On October 23, 2017,
the Company completed an underwritten public offering
of 2,910,000 shares of Class B common stock at a public
offering price of $5.50 per
share for net proceeds to
the Company of approximately $14,500,000 after
deducting the underwriting discount and offering fees and expenses
payable by the Company (the “Offering”). The Company
also granted the underwriters a 30-day option, which expires on
November 19, 2017, to purchase up to an additional 436,500 shares
of Class B common stock to cover over-allotments.
The
Company used $1,661,075
of the net proceeds of the Offering for the repayment of the Senior
Secured Promissory Notes in the aggregate principal amount of
$1,650,000, plus accrued interest, which resulted in the
termination of the Senior Secured Promissory Notes. The
Company intends to use the
remaining net proceeds of the Offering for working capital and
general corporate purposes, which may include purchases of
additional inventory held for sale, increased spending on marketing
and advertising and capital expenditures necessary to grow the
business.
Also,
in connection with the Offering, on October 19, 2017, the Class B
Common Stock uplisted from the OTCQB and began trading on The
NASDAQ Capital Market under the symbol
“RMBL.”
At
December 31, 2016, the Company was authorized to issue 100,000,000 shares of
common stock, $0.001 par value (the “Authorized Common
Stock”), including 6,400,000 issued and outstanding
shares of common stock (the “Outstanding Common Stock, and
together with the Authorized Common Stock, the “Common
Stock”). Pursuant to the Certificate of Amendment, the
Company designated 1,000,000 shares of Authorized Common Stock as
Class A Common Stock (the “Class A Common Stock”),
which Class A Common Stock ranks pari passu with all of the rights
and privileges of the Common Stock, except that holders of the
Class A Common Stock are entitled to ten votes per share of Class A
Common Stock issued and outstanding, and (ii) all other shares of
Common Stock, including all shares of Outstanding Common Stock
shall be deemed Class B Common Stock (the “Class B Common
Stock”), which Class B Common Stock will be identical to the
Class A Common Stock in all respects, except that holders of the
Class B Common Stock are entitled to one vote per share of Class B
Common Stock issued and outstanding. On November 28, 2016, the Company
completed a private placement with certain purchasers, with respect
to the sale of an aggregate of 900,000 shares of common stock of
the Company at a purchase price of $1.50 per share for total
consideration of $1,350,000 (the “2016 Private
Placement”). In connection with the 2016 Private Placement,
the Company also entered into loan agreements, pursuant to which
the purchasers would loan to the Company their pro rata share of up
to $1,350,000 in the aggregate upon the request of the Company at
any time on or after January 31, 2017 and before November 1, 2020.
On March 31, 2017, the Company completed the second tranche of the
2016 Private Placement. For additional information, see Note
5— “Notes
Payable.”

__SHORT EXERCISE A__. Reproduce the entries verbatim from the line containing "point: treeline -- one" through the end of the entries, omitting the pictures.
The filing excerpt and the entries after it come from unrelated sources.

__RECORDS TO PROCESS__.

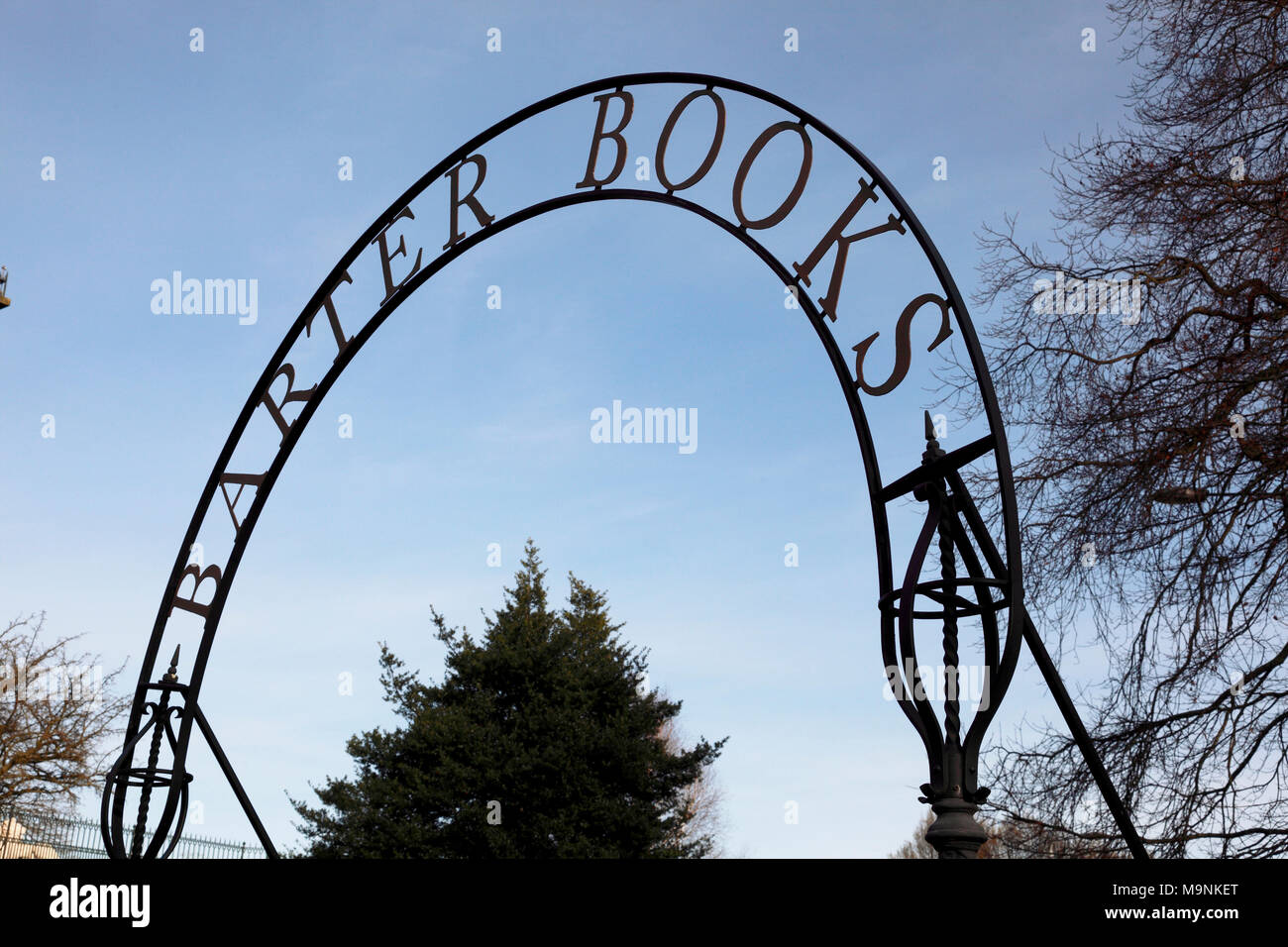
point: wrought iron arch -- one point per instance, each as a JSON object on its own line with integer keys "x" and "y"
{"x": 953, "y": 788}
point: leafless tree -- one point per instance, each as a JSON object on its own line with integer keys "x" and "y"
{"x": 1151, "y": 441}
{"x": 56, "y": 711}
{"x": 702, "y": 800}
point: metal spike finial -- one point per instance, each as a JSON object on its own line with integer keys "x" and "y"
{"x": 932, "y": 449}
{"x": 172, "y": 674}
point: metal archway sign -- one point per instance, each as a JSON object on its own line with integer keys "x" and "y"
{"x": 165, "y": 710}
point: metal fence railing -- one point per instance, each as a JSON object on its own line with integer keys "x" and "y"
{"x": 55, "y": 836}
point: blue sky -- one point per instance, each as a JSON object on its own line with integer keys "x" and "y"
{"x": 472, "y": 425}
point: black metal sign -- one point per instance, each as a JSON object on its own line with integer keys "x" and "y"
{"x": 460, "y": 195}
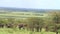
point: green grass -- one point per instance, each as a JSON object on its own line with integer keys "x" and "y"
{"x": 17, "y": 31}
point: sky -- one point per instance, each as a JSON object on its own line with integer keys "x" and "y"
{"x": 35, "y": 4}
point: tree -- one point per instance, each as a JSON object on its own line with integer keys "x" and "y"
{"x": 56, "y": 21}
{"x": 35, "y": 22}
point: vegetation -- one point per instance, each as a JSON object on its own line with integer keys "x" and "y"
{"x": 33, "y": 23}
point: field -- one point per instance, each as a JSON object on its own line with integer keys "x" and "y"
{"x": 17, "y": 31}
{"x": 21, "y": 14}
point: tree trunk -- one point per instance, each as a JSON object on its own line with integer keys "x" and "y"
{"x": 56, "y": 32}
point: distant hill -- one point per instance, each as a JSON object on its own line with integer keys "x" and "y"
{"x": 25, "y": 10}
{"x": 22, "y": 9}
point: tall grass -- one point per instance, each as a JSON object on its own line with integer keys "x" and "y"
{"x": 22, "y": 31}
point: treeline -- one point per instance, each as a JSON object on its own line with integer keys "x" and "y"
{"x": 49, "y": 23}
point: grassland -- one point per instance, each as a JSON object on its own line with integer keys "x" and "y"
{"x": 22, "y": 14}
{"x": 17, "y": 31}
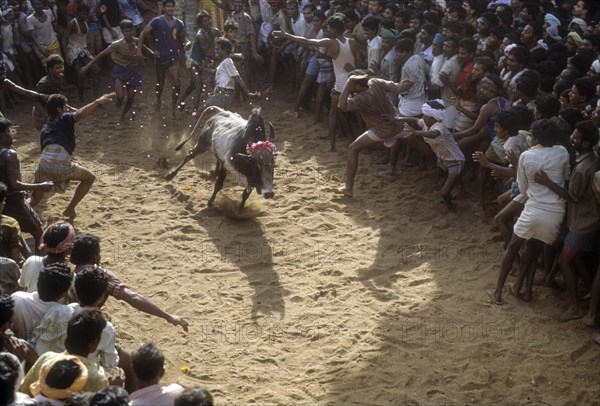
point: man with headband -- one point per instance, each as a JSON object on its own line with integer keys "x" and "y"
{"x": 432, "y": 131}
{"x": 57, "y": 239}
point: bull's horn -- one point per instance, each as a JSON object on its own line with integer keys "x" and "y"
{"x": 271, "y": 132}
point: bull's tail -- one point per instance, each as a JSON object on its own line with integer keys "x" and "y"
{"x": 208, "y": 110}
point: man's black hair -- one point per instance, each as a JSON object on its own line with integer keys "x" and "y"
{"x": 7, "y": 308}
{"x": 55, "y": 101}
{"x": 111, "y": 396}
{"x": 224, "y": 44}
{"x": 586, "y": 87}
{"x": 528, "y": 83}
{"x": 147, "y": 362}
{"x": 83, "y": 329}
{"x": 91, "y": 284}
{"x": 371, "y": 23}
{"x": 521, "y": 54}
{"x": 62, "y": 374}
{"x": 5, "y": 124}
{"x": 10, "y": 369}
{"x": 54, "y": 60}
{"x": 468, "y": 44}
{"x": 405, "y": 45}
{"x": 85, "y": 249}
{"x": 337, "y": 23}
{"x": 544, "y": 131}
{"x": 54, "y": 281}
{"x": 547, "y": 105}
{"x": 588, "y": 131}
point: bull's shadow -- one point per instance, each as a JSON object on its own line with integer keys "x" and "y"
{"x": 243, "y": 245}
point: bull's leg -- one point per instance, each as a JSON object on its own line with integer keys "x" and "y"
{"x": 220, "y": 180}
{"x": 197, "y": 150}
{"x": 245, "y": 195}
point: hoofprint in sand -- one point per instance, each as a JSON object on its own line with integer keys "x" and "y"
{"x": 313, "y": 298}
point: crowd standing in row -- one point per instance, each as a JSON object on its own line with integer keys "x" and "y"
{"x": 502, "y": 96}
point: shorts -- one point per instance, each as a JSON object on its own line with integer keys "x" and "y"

__SHORT EXERCISE B__. In the filing excerpt, under what symbol did the Class B common stock begin trading on The NASDAQ Capital Market?

__WRITTEN ANSWER A__.
point: treeline -- one point per instance, each as a JSON object on its own line with integer keys "x" and "y"
{"x": 49, "y": 23}
point: grassland -- one point per instance, each as a JSON object on its own line with integer keys "x" and "y"
{"x": 22, "y": 14}
{"x": 17, "y": 31}
point: man with headband -- one point per instance, each as a JSON object on its own line with integer keys "x" and "y"
{"x": 432, "y": 131}
{"x": 57, "y": 239}
point: bull's horn -- one point per instance, each as a JSON object on its own line with integer keys "x" and "y"
{"x": 271, "y": 132}
point: bull's tail -- one point per instance, each as a JSON object on its own line with integer keys "x" and "y"
{"x": 208, "y": 110}
point: man's black hair -- one point per instance, each as a JSON object on its own line with integer keys "x" and "y"
{"x": 7, "y": 308}
{"x": 55, "y": 101}
{"x": 111, "y": 396}
{"x": 224, "y": 44}
{"x": 586, "y": 87}
{"x": 528, "y": 83}
{"x": 147, "y": 362}
{"x": 83, "y": 329}
{"x": 91, "y": 284}
{"x": 371, "y": 23}
{"x": 521, "y": 54}
{"x": 62, "y": 374}
{"x": 5, "y": 124}
{"x": 10, "y": 369}
{"x": 54, "y": 60}
{"x": 468, "y": 44}
{"x": 405, "y": 45}
{"x": 85, "y": 249}
{"x": 337, "y": 23}
{"x": 544, "y": 131}
{"x": 54, "y": 281}
{"x": 547, "y": 105}
{"x": 588, "y": 131}
point: bull's shadow -- one point per instance, each as a JSON object on its own line with integer keys "x" and "y"
{"x": 243, "y": 245}
point: bull's leg -- one point per instance, each as a JSON object on its own line with integer keys "x" and "y"
{"x": 220, "y": 180}
{"x": 197, "y": 150}
{"x": 245, "y": 195}
point: hoofprint in sand -- one point per instance, each as a JSON object on its own line with integer keys "x" and "y"
{"x": 313, "y": 298}
point: crowd standing in row -- one point per instance, each as a JSON object on its own line with integer keys "x" and "y"
{"x": 502, "y": 96}
point: shorts -- one point per instance, each as a JSON object on its own line with integer keys "x" and "y"

__WRITTEN ANSWER B__. RMBL